■ **Reading passage**:
= = = = =

Saturday, May 10, 2014

Key Management Systems & Cloud Encryption

Listening to SANS cryptography session. I've always wondered why there is so much focus on secure code for encryption but not a lot of discussion about key management. I've blogged and tweeted about this mystery in the past and caveat about the first link - I'm digging into cryptography a bit more right now and may be revising:

http://websitenotebook.blogspot.com/2009/05/java-encryption_24.html

http://websitenotebook.blogspot.com/2010/10/securing-encryption-keys.html

http://websitenotebook.blogspot.com/2014/03/encryption-protecting-key.html

Data needs to be protected at rest, in transit and protect the key. If you fail at any one of these your encryption is useless. A lot of people understand the first two. The third is often overlooked and possibly most important, because a short key length still takes some time to hack, but keys out in the open mean you might as well hand the data to the adversary.

Oh and about the "well it's on our internal network behind the firewall" argument, I hope anyone involved in a corporation of any size that is utilizing pen testing services and/or has been breached understands by now this is a completely naïve viewpoint. I used to have to argue with network admins at managed data centers who didn't want to set my outbound traffic firewall rules. Now outbound traffic is one of the primary ways for determining if you're hacked since all malware calls home. APTs have attackers infiltrating systems throughout corporate networks. If they get access to your data you want to have the keys that decrypt that data in a separate place.

So now that we understand that even if our key is in our own house we need to separate it from the data and protect it from people who might get access to the encrypted data, how and where do we store and manage the keys?

We need to store them away from the data, make them accessible to the applications that need to decrypt the data, protect the data in transit and rest (and in memory for things like credit cards on POS machines...)

There are conceptual discussions of protecting the key, and I understand you should put your key on a separate server, away from your data. But what is the best way to actually implement this solution?  What about protecting keys in conjunction with using a cloud provider where you want to protect your keys and have them completely managed by someone other than the cloud provider so anyone that gets access to your encrypted data in the cloud cannot access the keys?

One of the quandaries I have with using these vendors is the Trojan horse concept. If you're keys are the absolute most critical thing you need to protect because they provide access to all your data, giving your keys to a third party system is a bit scary.

= = = = =

■ **Instruction 1**: Copy the passage of the key management post starting with "Data needs to be" and going on through "to the adversary.".
■ **Instruction 2**: Format the lines of the records starting with the line with "# Outline the region of every instance of the fungal fruiting" and going on through the line with "--target fungal fruiting body" as a JSON list of strings, one string per line. Leave out any blank lines.

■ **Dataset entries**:
= = = = =

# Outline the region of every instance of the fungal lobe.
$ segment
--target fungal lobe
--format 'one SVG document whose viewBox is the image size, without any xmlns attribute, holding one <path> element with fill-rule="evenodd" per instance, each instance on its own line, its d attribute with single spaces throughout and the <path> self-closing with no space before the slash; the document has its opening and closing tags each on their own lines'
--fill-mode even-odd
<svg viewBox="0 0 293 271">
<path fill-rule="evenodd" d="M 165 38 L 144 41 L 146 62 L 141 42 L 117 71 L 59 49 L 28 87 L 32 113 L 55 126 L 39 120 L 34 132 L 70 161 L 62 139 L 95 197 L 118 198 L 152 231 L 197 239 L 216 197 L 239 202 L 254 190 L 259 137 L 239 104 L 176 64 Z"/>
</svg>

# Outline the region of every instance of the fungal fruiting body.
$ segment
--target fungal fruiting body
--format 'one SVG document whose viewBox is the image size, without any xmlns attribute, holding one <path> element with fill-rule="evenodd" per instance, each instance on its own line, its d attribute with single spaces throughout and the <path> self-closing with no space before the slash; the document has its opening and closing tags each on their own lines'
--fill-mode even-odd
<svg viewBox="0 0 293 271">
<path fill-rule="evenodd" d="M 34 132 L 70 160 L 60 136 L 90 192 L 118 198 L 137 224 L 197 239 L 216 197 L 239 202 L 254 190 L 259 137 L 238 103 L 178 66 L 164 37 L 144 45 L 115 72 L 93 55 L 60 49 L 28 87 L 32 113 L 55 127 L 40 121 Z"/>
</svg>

= = = = =

■ **Written answer 1**:
Data needs to be protected at rest, in transit and protect the key. If you fail at any one of these your encryption is useless. A lot of people understand the first two. The third is often overlooked and possibly most important, because a short key length still takes some time to hack, but keys out in the open mean you might as well hand the data to the adversary.

■ **Written answer 2**:
[
  "# Outline the region of every instance of the fungal fruiting body.",
  "$ segment",
  "--target fungal fruiting body"
]